+++ Passage shown +++

After hearing this, I had to go back and reread all of Jo and Amy's interactions in Part I, because I had never thought of their conflict that way, and I'm still not sure if I do.
I always saw their sibling rivalry as mutual, with both at fault. They're both strong-willed, attention-seeking, quick-tempered girls, they arguably both have different forms of internalized misogyny (Jo by disdaining femininity, Amy by disdaining tomboyishness), and they get on each other's nerves. Jo mocks Amy's childish attempts to be ladylike (and even an only child like myself knows that between siblings, teasing is normal and doesn't equal bullying), while Amy annoys Jo by correcting her manners, and neither is generally better or worse than the other.
Now of course this is their relationship in general: I'm not talking about "Jo Meets Apollyon." In that specific case, Jo does provoke Amy by refusing to take her to the play just because she, Jo, doesn't want to babysit, leaving Amy in tears. And while Amy burning her manuscript is an inexcusable, out-of-proportion response, it's even more wrong of Jo to physically attack Amy when she learns what she did, and almost horrific that she doesn't warn her about the thin ice the next day. But even then, Alcott doesn't describe Jo as always insulting and excluding Amy, and she makes it clear that Amy has played other pranks on Jo before the manuscript-burning. She writes that they've always been prone to "lively skirmishes" because of their mutual tempers – she doesn't blame Jo alone.

+++

Stated goal 1 — In the passage on Jo and Amy, what form of internalized misogyny is attributed to Jo?
The listing that comes next has no connection to the passage on Jo and Amy.

+++ Provided material +++

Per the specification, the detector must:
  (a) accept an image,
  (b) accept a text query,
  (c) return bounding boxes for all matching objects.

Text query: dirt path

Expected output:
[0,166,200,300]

+++

Stated goal 2 — Reproduce the entire listing above line for line, without any changes.

Written response 1 — Jo disdains femininity.

Written response 2 —
Per the specification, the detector must:
  (a) accept an image,
  (b) accept a text query,
  (c) return bounding boxes for all matching objects.

Text query: dirt path

Expected output:
[0,166,200,300]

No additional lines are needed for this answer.